→ **Task brief**:
Down to the final line, write out the material beneath exactly, without pictures.
Content starts
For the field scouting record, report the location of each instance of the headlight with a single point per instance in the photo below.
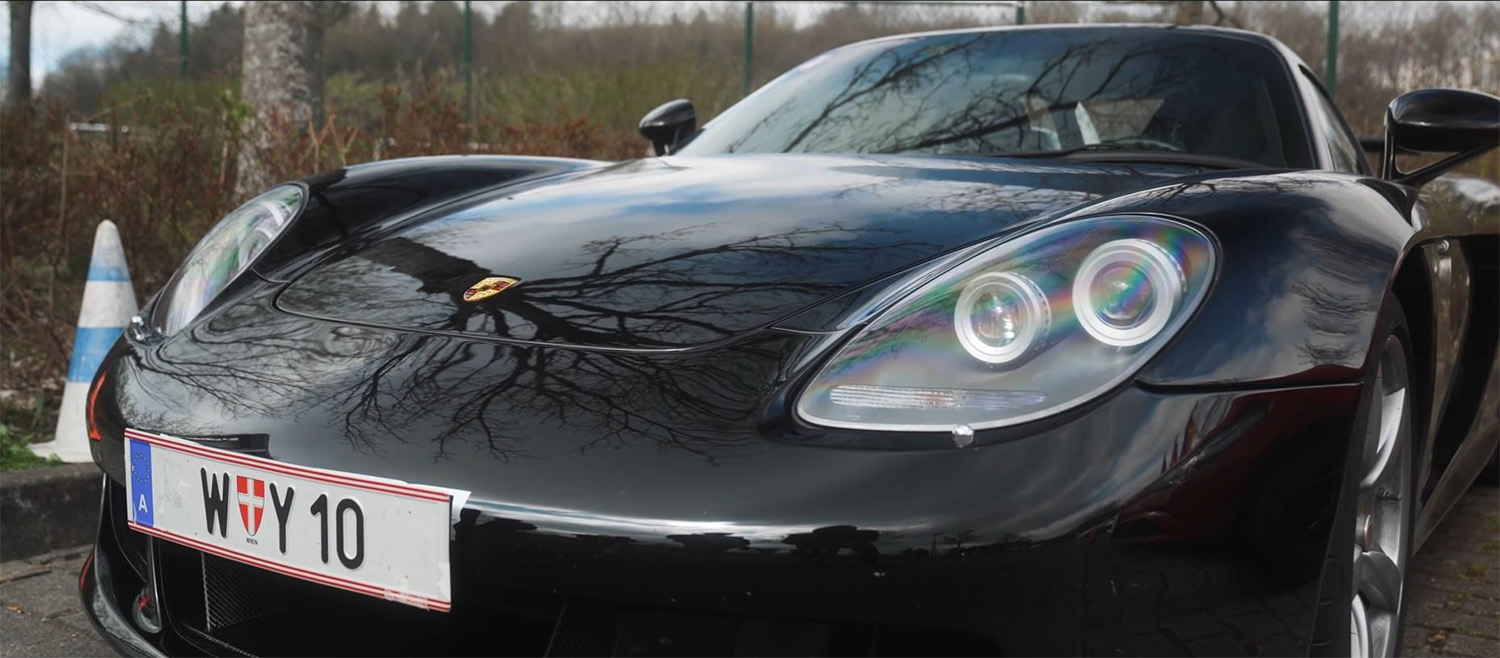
(224, 254)
(1026, 329)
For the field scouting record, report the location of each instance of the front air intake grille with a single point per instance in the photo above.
(236, 594)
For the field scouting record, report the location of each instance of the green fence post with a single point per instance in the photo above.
(1331, 59)
(468, 60)
(744, 81)
(182, 41)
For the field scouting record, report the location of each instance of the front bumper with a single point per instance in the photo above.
(1214, 550)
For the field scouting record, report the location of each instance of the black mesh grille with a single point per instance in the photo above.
(236, 594)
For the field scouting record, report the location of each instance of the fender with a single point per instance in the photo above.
(350, 207)
(1305, 260)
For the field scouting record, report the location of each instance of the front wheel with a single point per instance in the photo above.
(1376, 519)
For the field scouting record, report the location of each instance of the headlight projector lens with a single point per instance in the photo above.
(1125, 291)
(1001, 317)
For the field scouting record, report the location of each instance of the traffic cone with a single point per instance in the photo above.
(108, 305)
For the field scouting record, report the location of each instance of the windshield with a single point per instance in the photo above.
(1031, 92)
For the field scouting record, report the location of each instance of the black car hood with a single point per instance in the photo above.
(666, 254)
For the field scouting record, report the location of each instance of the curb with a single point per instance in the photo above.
(47, 508)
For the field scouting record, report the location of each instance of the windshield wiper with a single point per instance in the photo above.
(1110, 152)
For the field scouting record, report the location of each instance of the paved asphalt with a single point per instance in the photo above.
(1455, 594)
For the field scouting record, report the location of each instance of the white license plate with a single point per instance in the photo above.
(369, 535)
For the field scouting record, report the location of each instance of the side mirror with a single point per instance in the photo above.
(669, 125)
(1439, 120)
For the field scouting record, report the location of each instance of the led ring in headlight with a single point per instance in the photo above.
(992, 342)
(1001, 317)
(1125, 291)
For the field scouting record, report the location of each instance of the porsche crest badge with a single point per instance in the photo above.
(489, 287)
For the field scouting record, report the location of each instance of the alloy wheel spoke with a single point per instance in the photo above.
(1379, 580)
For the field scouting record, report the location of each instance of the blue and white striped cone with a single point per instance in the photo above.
(108, 305)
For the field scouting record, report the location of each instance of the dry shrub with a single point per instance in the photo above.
(164, 171)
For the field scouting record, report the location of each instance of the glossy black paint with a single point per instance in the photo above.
(1445, 120)
(689, 252)
(1439, 120)
(621, 417)
(669, 125)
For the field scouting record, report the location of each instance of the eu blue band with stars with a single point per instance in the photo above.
(141, 505)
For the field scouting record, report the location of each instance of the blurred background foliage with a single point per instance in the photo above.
(117, 134)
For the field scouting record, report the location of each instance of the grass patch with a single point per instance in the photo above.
(24, 421)
(15, 453)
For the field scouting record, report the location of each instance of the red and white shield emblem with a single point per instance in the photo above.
(252, 502)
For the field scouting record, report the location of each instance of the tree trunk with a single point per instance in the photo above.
(1190, 12)
(282, 84)
(20, 89)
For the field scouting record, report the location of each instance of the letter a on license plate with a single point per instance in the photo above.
(369, 535)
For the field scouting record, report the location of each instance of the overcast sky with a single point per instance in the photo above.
(60, 26)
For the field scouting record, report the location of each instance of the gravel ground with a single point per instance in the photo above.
(1455, 594)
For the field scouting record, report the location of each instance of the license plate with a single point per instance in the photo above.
(371, 535)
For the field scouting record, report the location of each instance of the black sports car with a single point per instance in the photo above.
(1023, 340)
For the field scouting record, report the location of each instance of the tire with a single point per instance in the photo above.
(1365, 574)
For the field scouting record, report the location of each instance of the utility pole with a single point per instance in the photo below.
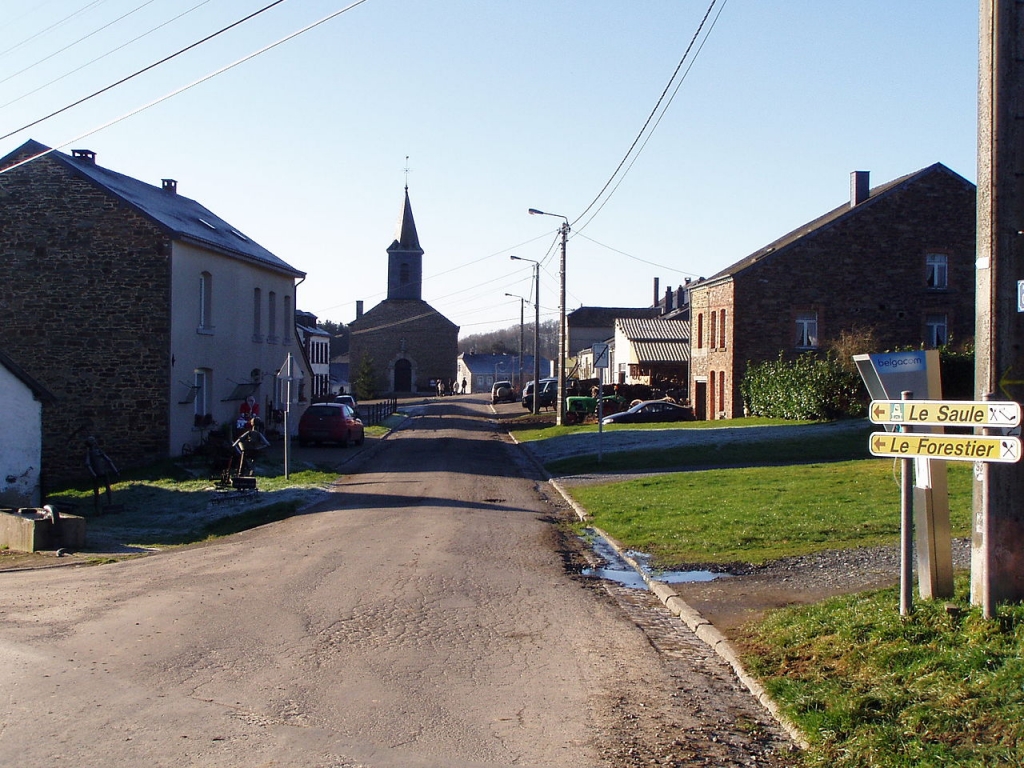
(997, 538)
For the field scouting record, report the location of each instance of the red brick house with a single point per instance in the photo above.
(896, 260)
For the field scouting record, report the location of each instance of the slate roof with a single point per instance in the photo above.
(605, 316)
(656, 340)
(835, 216)
(181, 217)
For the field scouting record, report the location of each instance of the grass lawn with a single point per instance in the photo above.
(756, 514)
(943, 687)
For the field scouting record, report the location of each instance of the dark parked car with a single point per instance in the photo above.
Content ends
→ **Result below**:
For the field scouting record, report the location of each instance of the headlight with a single point per instance in the photo below.
(224, 254)
(1026, 329)
For the field scouting record, report the location of each instance of the front air intake grille with a single point per instance in the photo above.
(236, 594)
For the field scouting record, report the location of each instance of the green fence post with a single point per instance in the photo above.
(1331, 59)
(468, 60)
(744, 81)
(182, 41)
For the field scouting record, report the location of each instance of the front bumper with a single point per instance in the photo above.
(1214, 550)
For the field scouting record, report the location of each instance of the black mesh grille with a single point per instance in the photo above.
(236, 594)
For the field scouting record, report the location of each instance of the fender with a single point per instance in the photo above.
(350, 207)
(1305, 260)
For the field scouting record, report the location of each instance of the front wheel with a single point per instance in the photo above.
(1376, 519)
For the field scouting record, report the location of each instance of the headlight projector lens with a single point per instance in the photo above.
(1125, 291)
(1001, 317)
For the field scouting record, report the location of each instance of the traffic cone with a single point per instance in the photo above.
(108, 305)
For the field scouting record, report the location of each instance of the windshield with a single point per instance in the photo above.
(1031, 92)
For the field scouting record, report the location of each instance of the black car hood with a single point per instance in the photo above.
(666, 254)
For the field scouting record, report the location of each instance of the curb with a single point per instance in the photo above.
(47, 508)
For the field scouting record, report the location of each instance of the windshield wiper with a single point per instance in the photo above.
(1110, 152)
For the field scouting record, report the location of each instance of the paved asphalt with a single point per instance in the photo above.
(1455, 594)
For the field scouting record, report the location of each instance of the white license plate with a single point per instance in the photo above.
(369, 535)
For the field scouting record, report the location of each instance of the side mirror with a single point per instance in the photo above.
(669, 125)
(1439, 120)
For the field scouting record, report the location of each instance of the led ring in headlight with a single point per instance in the photo above.
(992, 342)
(1001, 317)
(1125, 291)
For the field scouting record, report the location of each instance of the porsche crest badge with a single point per instance in the photo above.
(489, 287)
For the field scouting record, report the location of each instance of the alloy wheel spoke with a single point per instance in the photo above.
(1379, 580)
For the field scouting record, report the location of each instance of the blue and white striped cone with a single point per instance in the photo above.
(108, 305)
For the field scouting record, report the location of each instance of the dry shrub with a single point per instance in the photo above.
(164, 171)
For the field scouting record, report the location of each instance of the glossy black paint with a single point per instance in the photo above.
(1445, 120)
(689, 252)
(1439, 120)
(621, 417)
(669, 125)
For the field scouting record, report the location of each instance of the eu blue band with stars with a single point per instance in the photo above.
(141, 505)
For the field scouting record, report the location of each instance of the blurred background foliage with a single point per instance in the photo above.
(117, 134)
For the field scouting record, report the location of each instance of the grass patch with a single point per instance in the photo above.
(24, 421)
(15, 453)
For the field scouting record, report the location of each instance of the red and white shield emblem with a single point per instance in the photo above.
(252, 502)
For the field scouting record, report the location of each instance of the tree trunk with a single point per instance in the photo above.
(1190, 12)
(282, 84)
(20, 89)
For the field scouting record, report the location of each instance of the letter a on license plate with a single point per instance in the photo above.
(369, 535)
For the field scouting record, report the location of each instance of the overcast sky with a single point per instance in the photo above.
(60, 26)
For the field scouting record, report the location of each instance of the gravel ground with a single point per instance in the photo above.
(1455, 594)
For the field scouting record, report the location of each instance of the license plate with a single point per instance in the photo above.
(371, 535)
For the field scouting record, report the location of each instance of the black sports car with a single point per instance in the photo above.
(1023, 340)
For the field scouting record, report the location of each instance of the tire with a single point per instance in the photo above.
(1365, 574)
For the field scouting record, report the location of each instance of the utility pole with a single point per instance in the photo below.
(997, 538)
For the field scouting record, report the location of each instance of the red brick house with a single point per instance in the photo above.
(896, 260)
For the field scouting record, report the location of each instance of the slate roof with a single point per instance in the photo above.
(605, 316)
(656, 340)
(835, 216)
(181, 217)
For the field scouting record, report the location of each instance of the grass lawn with a single point per instance in the photo above.
(756, 514)
(943, 687)
For the field scouting record, report the location of each instance of the dark parked car with a single point per instance in the photo above.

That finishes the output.